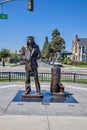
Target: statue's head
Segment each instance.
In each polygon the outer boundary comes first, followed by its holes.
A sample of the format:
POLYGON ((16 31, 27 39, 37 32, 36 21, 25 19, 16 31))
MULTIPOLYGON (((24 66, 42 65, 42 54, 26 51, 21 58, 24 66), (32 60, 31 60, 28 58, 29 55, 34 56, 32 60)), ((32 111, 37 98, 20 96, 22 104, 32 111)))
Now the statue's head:
POLYGON ((34 37, 33 36, 28 36, 27 37, 27 46, 32 46, 34 45, 34 37))

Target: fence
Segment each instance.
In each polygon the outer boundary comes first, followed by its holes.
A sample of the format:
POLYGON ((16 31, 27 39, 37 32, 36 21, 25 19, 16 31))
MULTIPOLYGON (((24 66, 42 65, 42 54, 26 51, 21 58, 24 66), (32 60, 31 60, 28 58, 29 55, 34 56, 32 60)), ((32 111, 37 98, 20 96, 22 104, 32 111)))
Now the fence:
MULTIPOLYGON (((39 73, 40 81, 51 81, 51 73, 39 73)), ((0 81, 24 81, 25 72, 0 72, 0 81)), ((31 75, 33 80, 33 75, 31 75)), ((61 82, 87 83, 87 74, 61 73, 61 82)))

**WORK INSTRUCTIONS**
Revise the items above, replacing every "outer boundary" with "exterior ring" and keeping everything else the same. Omit the pictures.

**THE REPLY**
Target: statue's head
Segment each instance.
In each polygon the exterior ring comes first, followed by its holes.
A sample of the format:
POLYGON ((16 31, 27 39, 37 32, 36 21, 25 19, 16 31))
MULTIPOLYGON (((24 66, 42 65, 42 54, 26 51, 21 58, 24 66), (32 60, 31 60, 28 58, 29 55, 34 56, 32 60)), ((32 111, 37 98, 20 96, 22 104, 32 111)))
Now the statue's head:
POLYGON ((34 37, 33 36, 28 36, 27 37, 27 46, 32 46, 34 45, 34 37))

Target: fence
Segment each instance.
In each polygon the exterior ring comes first, followed by its holes.
A sample of the format:
POLYGON ((16 31, 27 39, 37 32, 36 21, 25 19, 16 31))
MULTIPOLYGON (((24 66, 42 65, 42 54, 26 51, 21 58, 24 66), (32 60, 31 60, 28 58, 29 55, 34 56, 32 60)), ((32 111, 37 98, 20 96, 22 104, 32 111)))
Now the fence:
MULTIPOLYGON (((39 73, 40 81, 51 81, 51 73, 39 73)), ((0 81, 24 81, 25 72, 0 72, 0 81)), ((31 75, 33 80, 33 75, 31 75)), ((61 82, 87 83, 87 74, 61 73, 61 82)))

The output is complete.